» **What to produce**:
Locate each line in the records below that contains the word "painted", and copy those lines.

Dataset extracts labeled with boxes
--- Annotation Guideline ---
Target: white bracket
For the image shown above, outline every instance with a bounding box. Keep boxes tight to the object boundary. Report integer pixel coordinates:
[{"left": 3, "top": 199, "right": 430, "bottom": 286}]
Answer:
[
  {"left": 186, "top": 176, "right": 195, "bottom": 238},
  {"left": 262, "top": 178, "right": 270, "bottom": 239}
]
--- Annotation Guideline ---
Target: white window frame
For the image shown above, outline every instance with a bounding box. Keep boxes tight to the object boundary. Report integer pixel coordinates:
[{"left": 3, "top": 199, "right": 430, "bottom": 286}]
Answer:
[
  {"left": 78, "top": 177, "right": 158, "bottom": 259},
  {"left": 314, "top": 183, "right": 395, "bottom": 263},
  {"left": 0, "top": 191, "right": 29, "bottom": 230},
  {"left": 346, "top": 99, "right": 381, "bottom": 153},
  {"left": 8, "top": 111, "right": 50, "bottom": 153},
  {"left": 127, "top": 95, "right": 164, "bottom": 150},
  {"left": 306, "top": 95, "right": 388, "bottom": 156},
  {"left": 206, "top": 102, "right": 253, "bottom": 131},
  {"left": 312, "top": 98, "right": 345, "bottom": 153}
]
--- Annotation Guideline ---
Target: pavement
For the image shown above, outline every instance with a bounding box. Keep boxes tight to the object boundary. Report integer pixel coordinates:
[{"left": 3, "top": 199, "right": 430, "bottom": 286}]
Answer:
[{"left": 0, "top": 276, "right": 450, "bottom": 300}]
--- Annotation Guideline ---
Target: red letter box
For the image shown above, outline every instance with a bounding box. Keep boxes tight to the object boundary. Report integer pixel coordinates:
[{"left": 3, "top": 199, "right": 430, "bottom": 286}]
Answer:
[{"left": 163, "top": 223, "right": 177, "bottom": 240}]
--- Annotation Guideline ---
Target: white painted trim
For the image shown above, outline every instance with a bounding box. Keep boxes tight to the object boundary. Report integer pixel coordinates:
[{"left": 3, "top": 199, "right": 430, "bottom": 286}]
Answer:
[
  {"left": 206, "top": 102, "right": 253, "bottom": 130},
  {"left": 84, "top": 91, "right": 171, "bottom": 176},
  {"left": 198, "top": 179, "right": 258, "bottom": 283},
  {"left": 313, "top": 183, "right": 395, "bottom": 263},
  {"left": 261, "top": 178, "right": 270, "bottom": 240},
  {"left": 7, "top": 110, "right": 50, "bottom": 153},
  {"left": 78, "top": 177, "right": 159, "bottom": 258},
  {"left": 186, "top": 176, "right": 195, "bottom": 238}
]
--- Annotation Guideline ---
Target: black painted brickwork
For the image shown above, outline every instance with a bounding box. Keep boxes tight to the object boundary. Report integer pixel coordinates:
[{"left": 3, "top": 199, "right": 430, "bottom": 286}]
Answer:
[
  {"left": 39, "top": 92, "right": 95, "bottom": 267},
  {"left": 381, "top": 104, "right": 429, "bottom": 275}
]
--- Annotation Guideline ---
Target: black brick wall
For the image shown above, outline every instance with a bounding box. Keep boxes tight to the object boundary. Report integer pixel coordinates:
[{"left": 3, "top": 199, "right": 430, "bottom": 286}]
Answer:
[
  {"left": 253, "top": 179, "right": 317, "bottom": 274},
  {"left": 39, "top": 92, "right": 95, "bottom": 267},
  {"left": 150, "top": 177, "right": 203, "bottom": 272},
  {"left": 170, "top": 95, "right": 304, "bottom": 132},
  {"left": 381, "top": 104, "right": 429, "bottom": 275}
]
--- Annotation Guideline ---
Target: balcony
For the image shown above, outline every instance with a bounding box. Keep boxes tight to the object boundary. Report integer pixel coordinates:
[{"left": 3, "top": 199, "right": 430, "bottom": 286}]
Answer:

» **Full answer**:
Target: white painted trim
Target: black painted brickwork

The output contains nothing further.